### INFORMATION PROVIDED
↓↓↓

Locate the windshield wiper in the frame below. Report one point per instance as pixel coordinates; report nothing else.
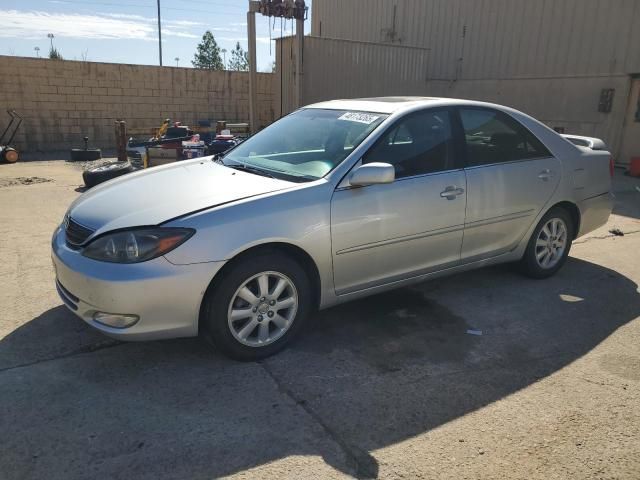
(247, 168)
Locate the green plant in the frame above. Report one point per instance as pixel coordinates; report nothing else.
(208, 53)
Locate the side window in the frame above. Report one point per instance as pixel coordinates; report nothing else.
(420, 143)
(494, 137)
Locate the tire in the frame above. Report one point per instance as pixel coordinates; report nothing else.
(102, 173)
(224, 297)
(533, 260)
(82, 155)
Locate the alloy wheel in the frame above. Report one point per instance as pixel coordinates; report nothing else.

↑↑↑
↓↓↓

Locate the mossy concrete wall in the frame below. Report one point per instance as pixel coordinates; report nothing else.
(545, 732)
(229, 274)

↑↑↑

Pull out every line in the rows that contains the word "above", and copy each one in full.

Locate the green plant in the frame above. Report one point per instance as pixel coordinates; report nothing else.
Locate the side window in the frame above. Report one point per instance as pixel coordinates; report nothing else.
Locate the tire in the frame above. Report one point per instance as pixel coordinates; report nothing else.
Locate the alloy wheel in the frame above. Report one point per instance as pixel coordinates; report nothing else.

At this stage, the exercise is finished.